Given information:
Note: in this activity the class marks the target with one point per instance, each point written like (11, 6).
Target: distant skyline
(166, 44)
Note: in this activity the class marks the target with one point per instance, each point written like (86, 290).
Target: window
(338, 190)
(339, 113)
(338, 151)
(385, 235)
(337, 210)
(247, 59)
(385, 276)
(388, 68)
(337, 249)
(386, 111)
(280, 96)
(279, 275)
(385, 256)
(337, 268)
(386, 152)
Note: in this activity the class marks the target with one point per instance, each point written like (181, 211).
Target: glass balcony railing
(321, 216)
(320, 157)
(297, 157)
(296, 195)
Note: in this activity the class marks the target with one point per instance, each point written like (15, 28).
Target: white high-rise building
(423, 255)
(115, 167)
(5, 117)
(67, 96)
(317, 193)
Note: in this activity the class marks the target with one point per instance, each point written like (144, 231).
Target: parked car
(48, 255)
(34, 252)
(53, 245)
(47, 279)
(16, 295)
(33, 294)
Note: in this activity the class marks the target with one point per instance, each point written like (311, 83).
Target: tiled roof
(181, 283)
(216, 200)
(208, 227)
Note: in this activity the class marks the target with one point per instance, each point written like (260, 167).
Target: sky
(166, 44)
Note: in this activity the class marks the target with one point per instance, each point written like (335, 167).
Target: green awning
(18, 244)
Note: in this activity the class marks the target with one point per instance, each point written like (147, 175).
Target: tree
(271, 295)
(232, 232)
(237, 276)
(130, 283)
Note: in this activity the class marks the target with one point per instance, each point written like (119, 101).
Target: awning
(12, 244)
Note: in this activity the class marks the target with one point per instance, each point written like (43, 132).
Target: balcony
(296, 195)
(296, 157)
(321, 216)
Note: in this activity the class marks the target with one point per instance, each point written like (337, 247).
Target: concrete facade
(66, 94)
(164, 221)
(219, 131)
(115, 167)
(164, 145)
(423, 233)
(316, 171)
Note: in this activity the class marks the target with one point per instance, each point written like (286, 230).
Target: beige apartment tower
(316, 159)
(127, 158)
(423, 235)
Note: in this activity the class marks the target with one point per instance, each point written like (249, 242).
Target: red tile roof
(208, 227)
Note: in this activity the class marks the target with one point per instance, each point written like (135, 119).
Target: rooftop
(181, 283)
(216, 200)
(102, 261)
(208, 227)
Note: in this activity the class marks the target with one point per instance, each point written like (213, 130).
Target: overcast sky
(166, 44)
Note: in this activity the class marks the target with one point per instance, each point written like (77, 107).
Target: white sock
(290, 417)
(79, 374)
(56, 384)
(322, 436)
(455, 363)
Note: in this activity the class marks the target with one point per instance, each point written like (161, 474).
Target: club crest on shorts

Exercise aim:
Nothing but an exact copy of the lines from the start of the entries through the line containing "like (181, 211)." belongs in the response.

Task solution:
Note: in this activity the class marks the target with one point per instance, each point written like (11, 6).
Target: distant skyline
(166, 44)
Note: in this activity the class marks the target with one point per instance, each point written like (86, 290).
Target: window
(338, 190)
(339, 113)
(338, 151)
(385, 235)
(337, 210)
(247, 59)
(385, 276)
(388, 68)
(337, 249)
(386, 111)
(280, 96)
(279, 275)
(385, 256)
(337, 268)
(386, 152)
Note: in this activity the class marks the target with one point per instance, each point written like (181, 211).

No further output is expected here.